(Coordinate annotation entries)
== == ==
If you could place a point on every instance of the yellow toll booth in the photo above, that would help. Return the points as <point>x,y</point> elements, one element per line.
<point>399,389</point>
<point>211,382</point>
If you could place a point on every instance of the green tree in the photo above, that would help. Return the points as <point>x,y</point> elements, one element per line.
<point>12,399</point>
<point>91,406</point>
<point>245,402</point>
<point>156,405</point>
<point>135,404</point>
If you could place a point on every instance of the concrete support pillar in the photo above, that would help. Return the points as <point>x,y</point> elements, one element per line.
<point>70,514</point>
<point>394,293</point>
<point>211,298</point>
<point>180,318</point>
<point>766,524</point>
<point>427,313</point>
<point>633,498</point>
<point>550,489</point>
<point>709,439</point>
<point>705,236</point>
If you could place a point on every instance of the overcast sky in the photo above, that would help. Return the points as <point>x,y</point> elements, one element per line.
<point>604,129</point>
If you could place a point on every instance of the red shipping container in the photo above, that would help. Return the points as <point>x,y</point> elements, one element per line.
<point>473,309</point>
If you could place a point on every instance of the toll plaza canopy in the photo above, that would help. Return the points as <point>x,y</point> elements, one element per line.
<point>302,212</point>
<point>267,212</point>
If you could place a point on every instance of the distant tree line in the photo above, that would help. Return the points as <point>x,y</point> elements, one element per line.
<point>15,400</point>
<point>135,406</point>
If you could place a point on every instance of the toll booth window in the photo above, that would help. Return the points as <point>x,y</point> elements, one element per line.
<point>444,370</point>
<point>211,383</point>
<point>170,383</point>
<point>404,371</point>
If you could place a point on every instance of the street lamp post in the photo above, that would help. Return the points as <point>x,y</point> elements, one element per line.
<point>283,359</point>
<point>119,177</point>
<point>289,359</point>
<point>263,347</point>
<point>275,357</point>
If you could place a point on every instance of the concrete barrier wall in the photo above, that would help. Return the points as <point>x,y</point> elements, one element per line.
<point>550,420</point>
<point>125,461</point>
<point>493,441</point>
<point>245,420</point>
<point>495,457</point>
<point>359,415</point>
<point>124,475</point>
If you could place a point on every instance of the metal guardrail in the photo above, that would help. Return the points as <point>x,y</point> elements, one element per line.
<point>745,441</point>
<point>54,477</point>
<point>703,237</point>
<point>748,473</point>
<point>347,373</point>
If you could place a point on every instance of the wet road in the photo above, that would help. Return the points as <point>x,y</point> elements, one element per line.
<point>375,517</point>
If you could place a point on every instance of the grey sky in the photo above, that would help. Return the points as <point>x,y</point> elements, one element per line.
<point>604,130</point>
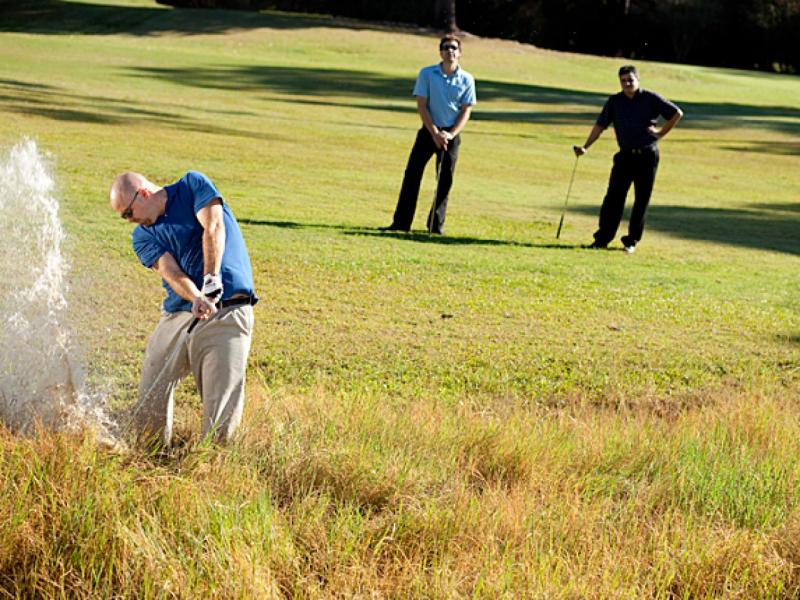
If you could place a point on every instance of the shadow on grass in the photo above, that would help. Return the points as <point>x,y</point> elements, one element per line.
<point>765,227</point>
<point>421,236</point>
<point>59,17</point>
<point>53,103</point>
<point>393,93</point>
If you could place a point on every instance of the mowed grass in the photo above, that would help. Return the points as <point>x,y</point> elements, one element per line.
<point>491,413</point>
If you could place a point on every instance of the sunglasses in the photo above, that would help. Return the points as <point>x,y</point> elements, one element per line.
<point>128,212</point>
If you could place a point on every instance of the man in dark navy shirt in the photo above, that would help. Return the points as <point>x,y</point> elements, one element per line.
<point>633,112</point>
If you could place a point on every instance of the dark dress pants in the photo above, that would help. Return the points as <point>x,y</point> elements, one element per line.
<point>421,153</point>
<point>638,167</point>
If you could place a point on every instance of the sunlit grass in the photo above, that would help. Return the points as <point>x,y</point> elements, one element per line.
<point>493,413</point>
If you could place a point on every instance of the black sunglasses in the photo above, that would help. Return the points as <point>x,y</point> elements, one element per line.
<point>128,212</point>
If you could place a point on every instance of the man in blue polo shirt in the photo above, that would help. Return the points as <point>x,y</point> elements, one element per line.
<point>188,235</point>
<point>445,96</point>
<point>634,112</point>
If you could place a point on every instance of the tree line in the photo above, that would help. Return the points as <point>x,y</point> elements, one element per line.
<point>749,34</point>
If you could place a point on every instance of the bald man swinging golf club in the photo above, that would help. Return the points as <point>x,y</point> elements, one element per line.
<point>187,233</point>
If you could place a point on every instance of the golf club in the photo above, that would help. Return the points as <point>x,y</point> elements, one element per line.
<point>435,192</point>
<point>566,200</point>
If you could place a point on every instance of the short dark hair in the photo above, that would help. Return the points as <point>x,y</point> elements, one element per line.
<point>450,37</point>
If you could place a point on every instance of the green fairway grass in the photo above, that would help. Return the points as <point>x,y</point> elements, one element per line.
<point>490,413</point>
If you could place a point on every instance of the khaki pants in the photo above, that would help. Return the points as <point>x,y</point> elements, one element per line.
<point>215,352</point>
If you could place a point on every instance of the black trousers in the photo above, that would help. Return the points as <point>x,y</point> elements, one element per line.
<point>421,153</point>
<point>634,166</point>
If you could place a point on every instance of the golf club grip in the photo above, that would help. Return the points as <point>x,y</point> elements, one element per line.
<point>192,326</point>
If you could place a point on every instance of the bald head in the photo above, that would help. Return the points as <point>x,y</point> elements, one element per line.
<point>124,187</point>
<point>136,199</point>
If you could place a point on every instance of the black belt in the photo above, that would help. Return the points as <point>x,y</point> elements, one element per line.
<point>638,151</point>
<point>237,301</point>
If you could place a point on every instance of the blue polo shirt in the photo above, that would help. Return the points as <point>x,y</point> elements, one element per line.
<point>179,232</point>
<point>633,116</point>
<point>446,94</point>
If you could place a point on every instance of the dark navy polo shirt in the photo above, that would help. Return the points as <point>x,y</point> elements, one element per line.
<point>633,116</point>
<point>179,232</point>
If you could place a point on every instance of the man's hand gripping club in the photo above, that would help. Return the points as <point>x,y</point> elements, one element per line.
<point>205,303</point>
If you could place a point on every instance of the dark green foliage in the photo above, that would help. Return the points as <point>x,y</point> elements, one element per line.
<point>753,34</point>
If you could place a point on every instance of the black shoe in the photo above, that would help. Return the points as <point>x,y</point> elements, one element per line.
<point>629,244</point>
<point>596,246</point>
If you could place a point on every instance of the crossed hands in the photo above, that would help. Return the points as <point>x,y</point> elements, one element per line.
<point>204,305</point>
<point>442,138</point>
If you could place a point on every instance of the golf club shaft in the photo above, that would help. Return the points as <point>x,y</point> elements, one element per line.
<point>566,200</point>
<point>440,158</point>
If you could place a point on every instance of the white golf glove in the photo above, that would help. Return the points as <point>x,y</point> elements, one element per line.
<point>212,287</point>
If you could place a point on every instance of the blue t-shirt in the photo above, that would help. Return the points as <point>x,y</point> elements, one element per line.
<point>179,232</point>
<point>446,94</point>
<point>632,117</point>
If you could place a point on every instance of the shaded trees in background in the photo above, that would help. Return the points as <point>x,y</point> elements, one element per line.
<point>752,34</point>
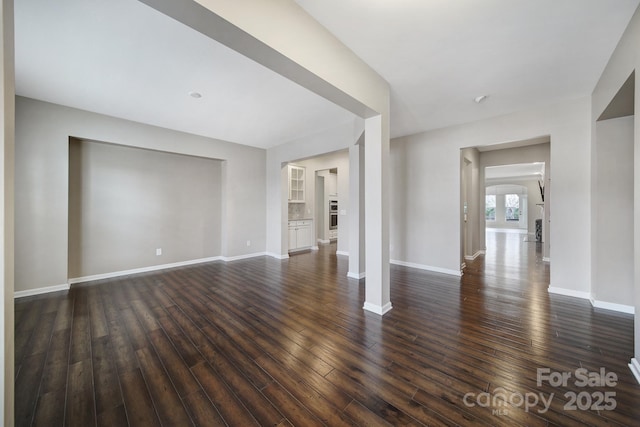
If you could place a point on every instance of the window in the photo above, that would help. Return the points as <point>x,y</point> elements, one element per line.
<point>490,207</point>
<point>512,207</point>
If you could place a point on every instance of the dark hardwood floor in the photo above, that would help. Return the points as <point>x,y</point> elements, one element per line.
<point>269,342</point>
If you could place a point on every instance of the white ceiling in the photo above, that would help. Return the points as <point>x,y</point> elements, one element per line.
<point>124,59</point>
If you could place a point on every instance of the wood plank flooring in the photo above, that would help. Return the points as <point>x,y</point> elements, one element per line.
<point>270,342</point>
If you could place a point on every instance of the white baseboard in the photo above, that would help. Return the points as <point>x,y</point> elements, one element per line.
<point>239,257</point>
<point>83,279</point>
<point>622,308</point>
<point>277,256</point>
<point>629,309</point>
<point>509,230</point>
<point>427,267</point>
<point>635,368</point>
<point>569,293</point>
<point>377,309</point>
<point>40,291</point>
<point>474,256</point>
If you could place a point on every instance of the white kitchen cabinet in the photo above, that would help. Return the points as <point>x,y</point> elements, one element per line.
<point>300,234</point>
<point>296,183</point>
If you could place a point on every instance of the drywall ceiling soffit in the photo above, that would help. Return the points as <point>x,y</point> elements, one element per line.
<point>124,59</point>
<point>622,105</point>
<point>515,144</point>
<point>438,55</point>
<point>521,171</point>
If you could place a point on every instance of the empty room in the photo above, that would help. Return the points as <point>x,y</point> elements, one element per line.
<point>296,212</point>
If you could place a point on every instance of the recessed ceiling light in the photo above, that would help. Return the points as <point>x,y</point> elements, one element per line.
<point>479,99</point>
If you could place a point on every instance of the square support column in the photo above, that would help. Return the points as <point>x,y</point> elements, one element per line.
<point>356,213</point>
<point>7,165</point>
<point>377,292</point>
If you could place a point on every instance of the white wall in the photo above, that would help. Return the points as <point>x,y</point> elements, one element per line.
<point>612,263</point>
<point>7,269</point>
<point>471,190</point>
<point>42,170</point>
<point>425,188</point>
<point>623,62</point>
<point>124,203</point>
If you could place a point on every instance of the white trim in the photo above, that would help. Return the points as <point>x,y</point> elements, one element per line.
<point>622,308</point>
<point>39,291</point>
<point>276,256</point>
<point>569,293</point>
<point>509,230</point>
<point>474,256</point>
<point>239,257</point>
<point>377,309</point>
<point>635,368</point>
<point>141,270</point>
<point>427,267</point>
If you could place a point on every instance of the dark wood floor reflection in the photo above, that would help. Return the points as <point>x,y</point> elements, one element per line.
<point>269,342</point>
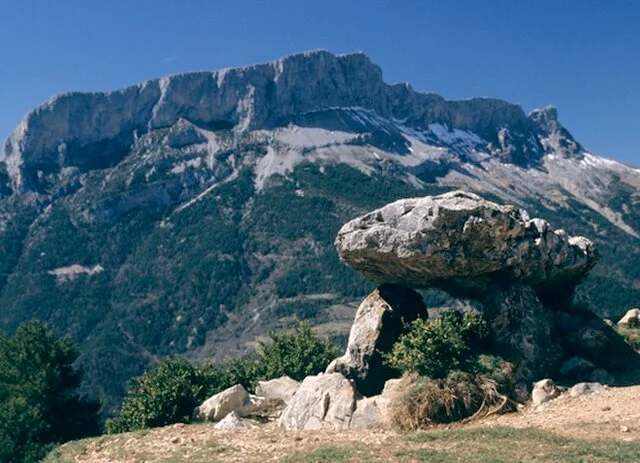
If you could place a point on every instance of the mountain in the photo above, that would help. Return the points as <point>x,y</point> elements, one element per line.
<point>191,213</point>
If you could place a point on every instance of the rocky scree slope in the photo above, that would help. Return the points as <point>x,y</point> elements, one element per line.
<point>194,212</point>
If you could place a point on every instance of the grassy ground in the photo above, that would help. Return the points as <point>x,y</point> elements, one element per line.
<point>201,443</point>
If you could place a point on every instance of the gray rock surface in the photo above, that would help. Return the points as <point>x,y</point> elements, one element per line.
<point>576,367</point>
<point>586,389</point>
<point>462,243</point>
<point>521,330</point>
<point>325,401</point>
<point>369,412</point>
<point>544,391</point>
<point>282,388</point>
<point>233,421</point>
<point>630,319</point>
<point>602,376</point>
<point>378,324</point>
<point>234,399</point>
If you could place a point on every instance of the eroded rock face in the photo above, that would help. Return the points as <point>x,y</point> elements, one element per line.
<point>377,326</point>
<point>235,399</point>
<point>233,421</point>
<point>631,318</point>
<point>521,330</point>
<point>463,244</point>
<point>253,97</point>
<point>322,402</point>
<point>282,388</point>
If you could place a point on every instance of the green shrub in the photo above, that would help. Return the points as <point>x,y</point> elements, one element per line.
<point>164,395</point>
<point>435,347</point>
<point>39,402</point>
<point>297,354</point>
<point>172,390</point>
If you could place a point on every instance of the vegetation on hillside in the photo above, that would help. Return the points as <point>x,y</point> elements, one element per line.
<point>170,392</point>
<point>39,401</point>
<point>447,377</point>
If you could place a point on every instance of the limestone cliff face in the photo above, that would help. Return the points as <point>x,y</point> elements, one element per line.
<point>90,130</point>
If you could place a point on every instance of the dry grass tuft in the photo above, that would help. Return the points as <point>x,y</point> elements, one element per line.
<point>422,402</point>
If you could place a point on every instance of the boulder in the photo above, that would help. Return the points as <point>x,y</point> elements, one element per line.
<point>377,325</point>
<point>235,399</point>
<point>326,401</point>
<point>592,339</point>
<point>600,375</point>
<point>233,421</point>
<point>374,411</point>
<point>463,244</point>
<point>576,367</point>
<point>368,413</point>
<point>282,388</point>
<point>521,331</point>
<point>586,389</point>
<point>544,391</point>
<point>630,319</point>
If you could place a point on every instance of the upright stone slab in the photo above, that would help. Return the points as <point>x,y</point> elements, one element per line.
<point>377,325</point>
<point>521,330</point>
<point>326,401</point>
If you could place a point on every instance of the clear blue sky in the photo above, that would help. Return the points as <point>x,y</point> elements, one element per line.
<point>581,55</point>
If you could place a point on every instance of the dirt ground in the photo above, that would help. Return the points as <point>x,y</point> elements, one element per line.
<point>597,416</point>
<point>599,427</point>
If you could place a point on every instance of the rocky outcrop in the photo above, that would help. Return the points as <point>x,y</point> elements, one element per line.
<point>377,326</point>
<point>630,319</point>
<point>521,330</point>
<point>235,399</point>
<point>463,244</point>
<point>322,402</point>
<point>278,389</point>
<point>544,391</point>
<point>233,421</point>
<point>586,389</point>
<point>520,271</point>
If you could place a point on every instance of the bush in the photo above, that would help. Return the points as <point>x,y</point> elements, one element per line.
<point>422,402</point>
<point>39,402</point>
<point>296,354</point>
<point>433,348</point>
<point>164,395</point>
<point>171,391</point>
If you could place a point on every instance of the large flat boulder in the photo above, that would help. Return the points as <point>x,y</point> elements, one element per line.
<point>377,326</point>
<point>463,244</point>
<point>326,401</point>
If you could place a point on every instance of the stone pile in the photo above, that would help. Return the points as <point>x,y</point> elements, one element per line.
<point>521,273</point>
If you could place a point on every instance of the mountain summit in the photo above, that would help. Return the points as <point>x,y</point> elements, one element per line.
<point>64,131</point>
<point>194,212</point>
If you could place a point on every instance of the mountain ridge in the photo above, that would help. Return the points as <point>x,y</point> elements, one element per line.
<point>196,235</point>
<point>262,95</point>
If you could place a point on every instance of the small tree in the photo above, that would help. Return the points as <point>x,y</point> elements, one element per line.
<point>164,395</point>
<point>297,354</point>
<point>433,348</point>
<point>39,402</point>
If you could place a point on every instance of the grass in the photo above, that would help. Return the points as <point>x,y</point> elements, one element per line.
<point>328,454</point>
<point>508,444</point>
<point>479,445</point>
<point>133,446</point>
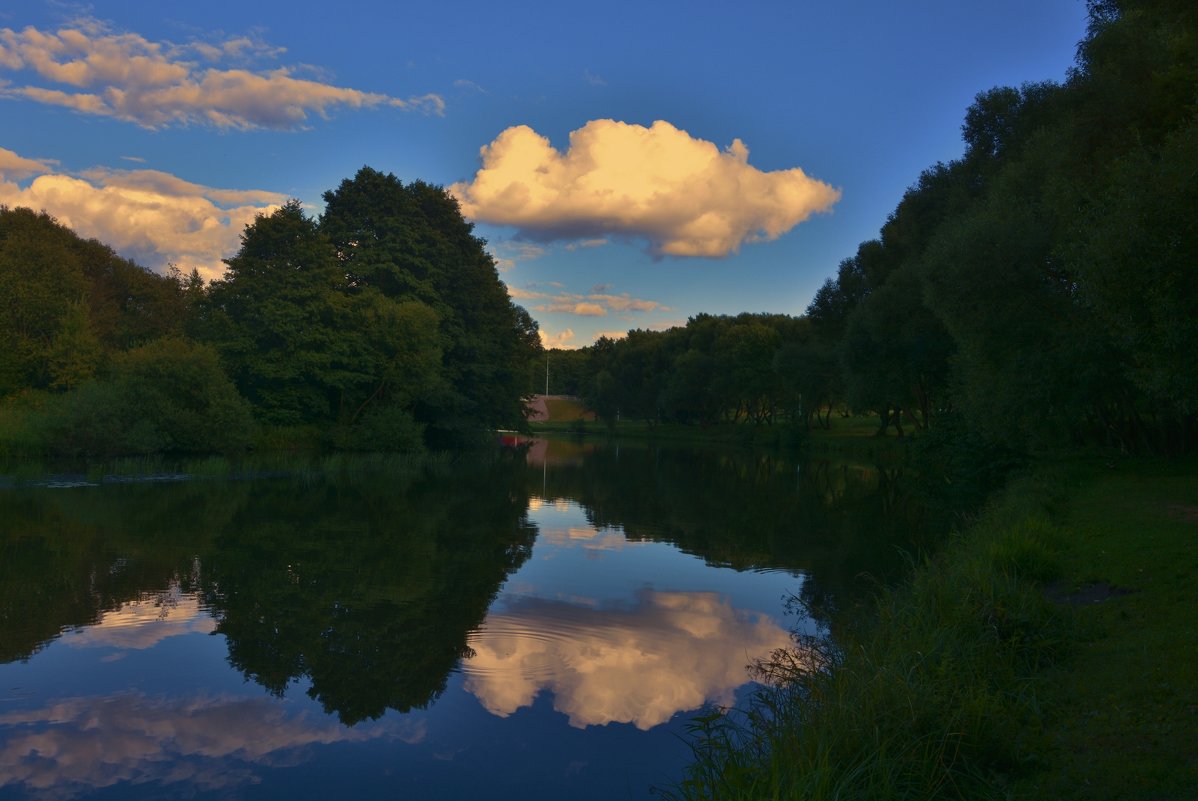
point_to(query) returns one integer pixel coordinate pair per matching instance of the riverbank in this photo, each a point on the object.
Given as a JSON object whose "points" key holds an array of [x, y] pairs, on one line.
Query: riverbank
{"points": [[846, 435], [1048, 651]]}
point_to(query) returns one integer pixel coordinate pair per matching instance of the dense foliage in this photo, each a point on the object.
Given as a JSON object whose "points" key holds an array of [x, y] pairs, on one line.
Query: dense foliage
{"points": [[1040, 291], [380, 326]]}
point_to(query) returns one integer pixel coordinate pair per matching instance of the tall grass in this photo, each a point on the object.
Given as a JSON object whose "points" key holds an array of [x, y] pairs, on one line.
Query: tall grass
{"points": [[932, 697]]}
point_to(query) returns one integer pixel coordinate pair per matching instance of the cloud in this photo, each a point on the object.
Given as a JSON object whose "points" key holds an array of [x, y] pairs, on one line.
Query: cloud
{"points": [[508, 254], [670, 653], [586, 243], [145, 623], [149, 216], [13, 167], [558, 340], [596, 304], [94, 70], [465, 83], [684, 195], [76, 746]]}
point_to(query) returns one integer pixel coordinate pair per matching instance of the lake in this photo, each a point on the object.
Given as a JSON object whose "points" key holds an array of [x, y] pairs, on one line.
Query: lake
{"points": [[539, 623]]}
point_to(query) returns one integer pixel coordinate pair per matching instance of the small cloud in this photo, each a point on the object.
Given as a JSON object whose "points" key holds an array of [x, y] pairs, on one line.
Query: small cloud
{"points": [[683, 195], [94, 70], [625, 303], [508, 254], [586, 243], [13, 167], [463, 83], [590, 310], [558, 340]]}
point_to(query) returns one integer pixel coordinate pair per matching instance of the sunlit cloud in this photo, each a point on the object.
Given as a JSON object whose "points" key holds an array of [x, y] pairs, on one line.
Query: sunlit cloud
{"points": [[151, 217], [508, 254], [13, 167], [683, 195], [77, 746], [596, 304], [586, 243], [561, 340], [670, 653], [94, 70]]}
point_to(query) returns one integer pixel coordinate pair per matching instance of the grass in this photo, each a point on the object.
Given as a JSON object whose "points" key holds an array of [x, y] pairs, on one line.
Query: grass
== == ==
#### What needs to be done
Scale the stretch of material from the line containing "of the square" through the line containing "<point>124,203</point>", both ends included, by rewriting every line with each coordinate in the answers multiplied by 1.8 and rounded to a whole number, halves rounded up. Keep the requests unchanged and give only these lines.

#### Solution to this problem
If you could place a point on every instance of the square support column in the photo above, that would help. Return the points as <point>x,y</point> elements, one element per line.
<point>641,383</point>
<point>13,297</point>
<point>679,526</point>
If you could place a point on every instance of the white wall in the photo above, that would help. Return the points as <point>x,y</point> elements, one element per line.
<point>1102,473</point>
<point>13,484</point>
<point>848,342</point>
<point>76,306</point>
<point>765,338</point>
<point>1121,112</point>
<point>223,365</point>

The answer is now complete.